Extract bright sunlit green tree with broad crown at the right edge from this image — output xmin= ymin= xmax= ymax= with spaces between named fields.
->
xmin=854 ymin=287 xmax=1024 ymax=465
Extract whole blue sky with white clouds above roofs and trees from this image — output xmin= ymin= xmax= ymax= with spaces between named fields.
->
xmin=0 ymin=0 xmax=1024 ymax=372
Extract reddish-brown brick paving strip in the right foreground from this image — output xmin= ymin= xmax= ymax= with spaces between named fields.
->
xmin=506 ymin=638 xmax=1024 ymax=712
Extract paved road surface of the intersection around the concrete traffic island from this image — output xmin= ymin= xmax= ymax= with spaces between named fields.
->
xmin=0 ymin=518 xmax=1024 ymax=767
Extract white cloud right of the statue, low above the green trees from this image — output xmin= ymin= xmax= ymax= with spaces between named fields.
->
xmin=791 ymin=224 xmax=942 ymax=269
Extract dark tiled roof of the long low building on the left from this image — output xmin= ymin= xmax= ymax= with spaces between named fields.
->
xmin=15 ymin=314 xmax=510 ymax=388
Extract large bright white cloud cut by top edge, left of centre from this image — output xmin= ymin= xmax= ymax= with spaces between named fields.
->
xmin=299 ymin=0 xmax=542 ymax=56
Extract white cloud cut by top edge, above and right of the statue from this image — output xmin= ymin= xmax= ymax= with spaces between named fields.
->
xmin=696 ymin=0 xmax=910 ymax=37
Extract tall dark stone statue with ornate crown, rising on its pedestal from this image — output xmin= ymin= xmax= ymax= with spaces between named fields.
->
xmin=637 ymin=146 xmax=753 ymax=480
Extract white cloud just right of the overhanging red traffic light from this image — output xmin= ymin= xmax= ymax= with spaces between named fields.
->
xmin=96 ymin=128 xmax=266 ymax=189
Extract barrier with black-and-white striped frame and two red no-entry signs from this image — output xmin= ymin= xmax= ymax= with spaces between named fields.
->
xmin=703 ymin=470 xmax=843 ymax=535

—————

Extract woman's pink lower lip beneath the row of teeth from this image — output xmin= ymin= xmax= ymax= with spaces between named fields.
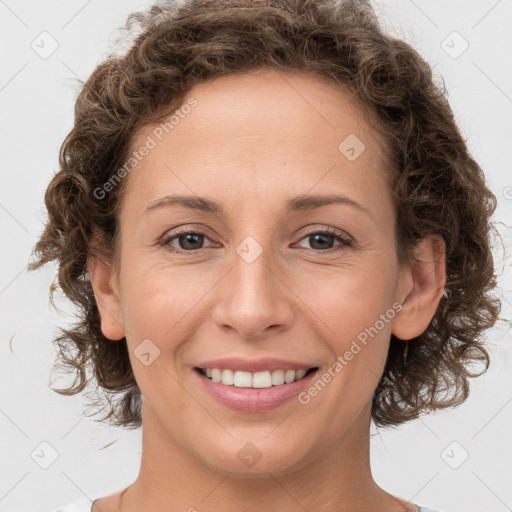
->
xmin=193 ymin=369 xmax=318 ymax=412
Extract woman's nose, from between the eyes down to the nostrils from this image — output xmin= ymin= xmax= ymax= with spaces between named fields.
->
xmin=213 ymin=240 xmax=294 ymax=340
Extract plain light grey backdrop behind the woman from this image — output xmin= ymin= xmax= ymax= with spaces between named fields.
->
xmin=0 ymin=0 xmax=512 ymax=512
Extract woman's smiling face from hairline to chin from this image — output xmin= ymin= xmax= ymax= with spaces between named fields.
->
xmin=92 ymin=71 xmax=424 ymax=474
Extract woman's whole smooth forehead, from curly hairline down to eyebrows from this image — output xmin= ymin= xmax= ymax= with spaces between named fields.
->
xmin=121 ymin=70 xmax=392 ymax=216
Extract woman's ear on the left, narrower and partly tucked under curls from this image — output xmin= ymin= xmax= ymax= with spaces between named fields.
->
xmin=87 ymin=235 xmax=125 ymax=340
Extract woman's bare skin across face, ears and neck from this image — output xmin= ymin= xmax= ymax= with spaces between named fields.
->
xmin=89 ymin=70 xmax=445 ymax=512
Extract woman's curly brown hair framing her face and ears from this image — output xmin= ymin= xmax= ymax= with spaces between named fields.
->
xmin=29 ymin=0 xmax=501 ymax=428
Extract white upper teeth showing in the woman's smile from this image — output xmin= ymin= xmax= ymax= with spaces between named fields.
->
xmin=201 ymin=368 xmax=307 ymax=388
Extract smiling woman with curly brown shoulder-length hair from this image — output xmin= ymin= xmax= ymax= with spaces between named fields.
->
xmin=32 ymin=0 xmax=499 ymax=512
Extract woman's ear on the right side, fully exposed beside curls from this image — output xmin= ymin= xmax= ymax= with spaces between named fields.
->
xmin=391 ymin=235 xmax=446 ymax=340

—————

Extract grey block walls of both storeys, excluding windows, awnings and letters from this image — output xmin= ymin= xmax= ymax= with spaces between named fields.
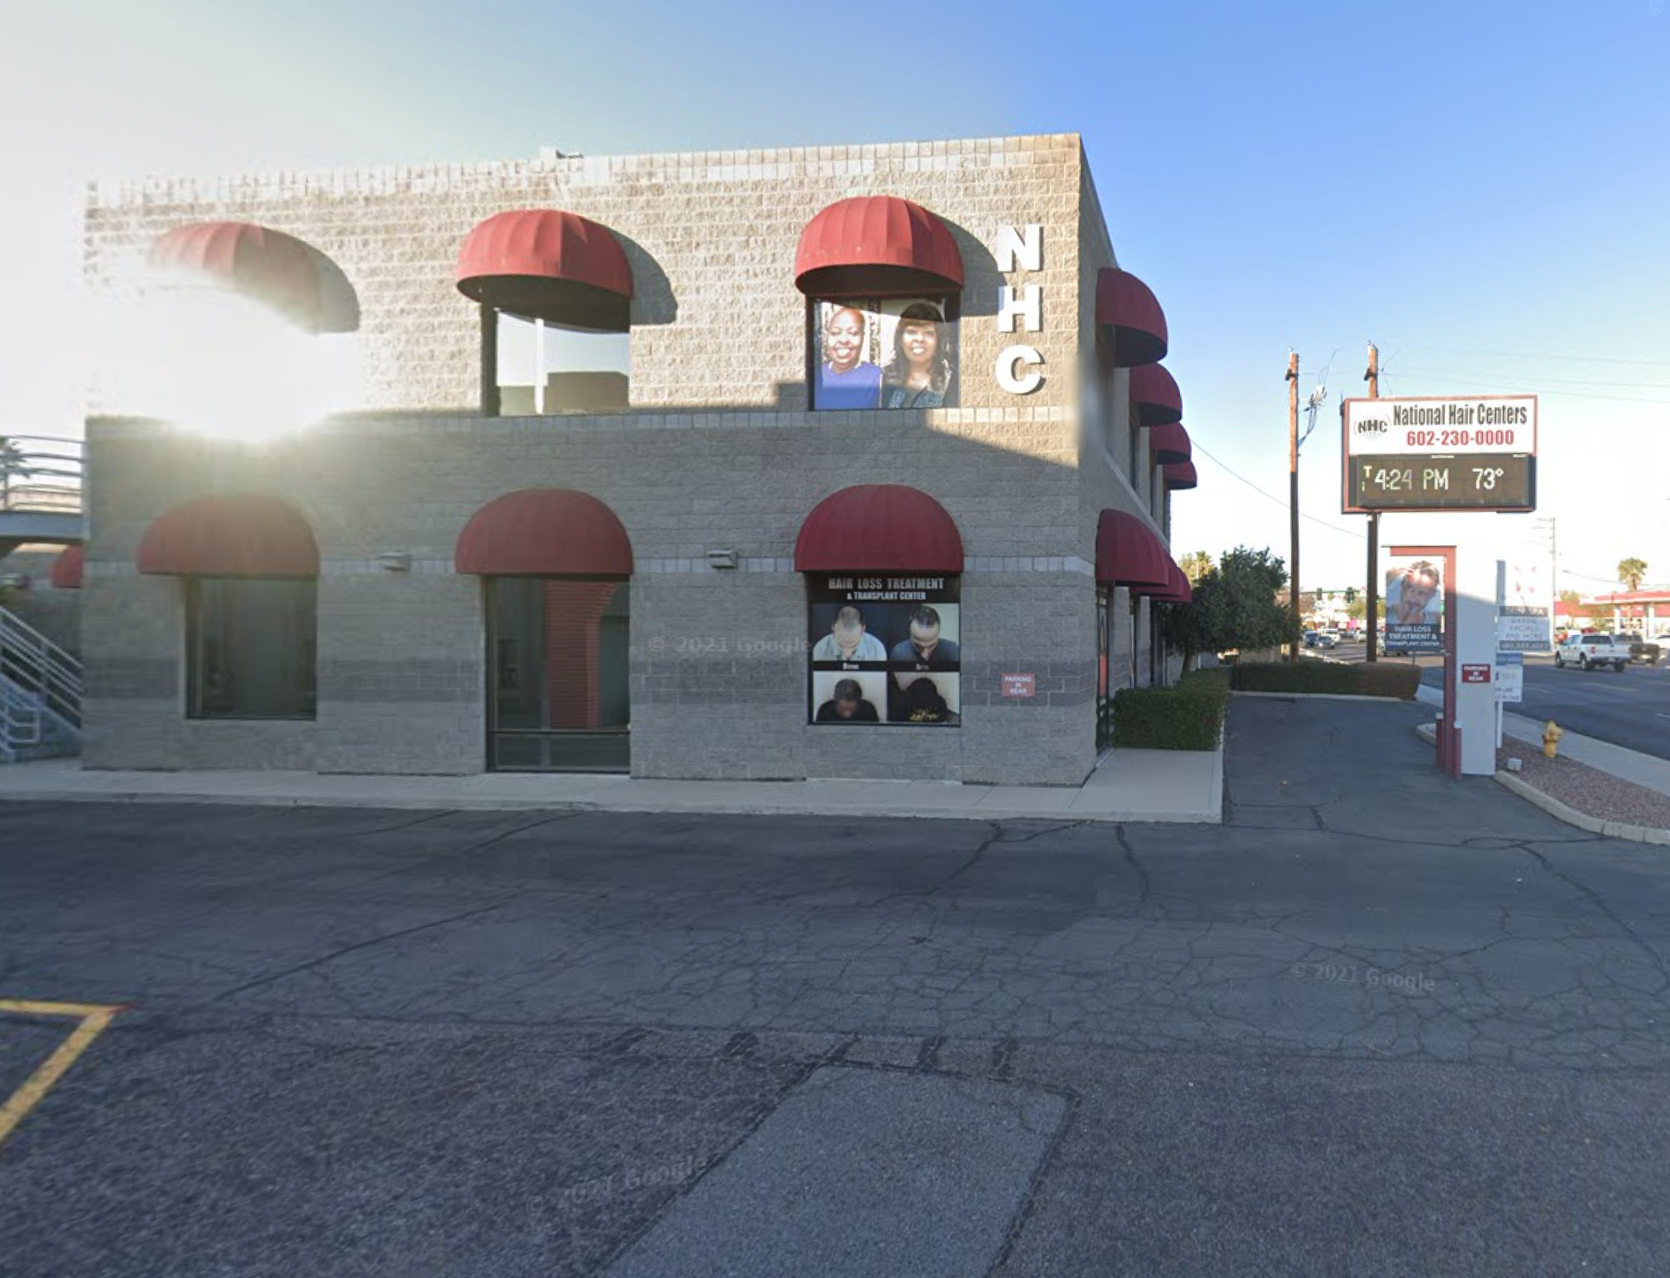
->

—————

**Brief**: Output the lines of the records above exactly as they appear, from the line containing "Extract bright sunlit" through the line containing "Extract whole blue".

**Task result**:
Extract bright sunlit green tree with broad crown at the right edge from this image — output xmin= ymin= xmax= ymax= with spaces between named fields.
->
xmin=854 ymin=287 xmax=1024 ymax=465
Extract whole blue sky with white clouds above roofs and trees from this image — output xmin= ymin= xmax= ymax= with spaces between named fields.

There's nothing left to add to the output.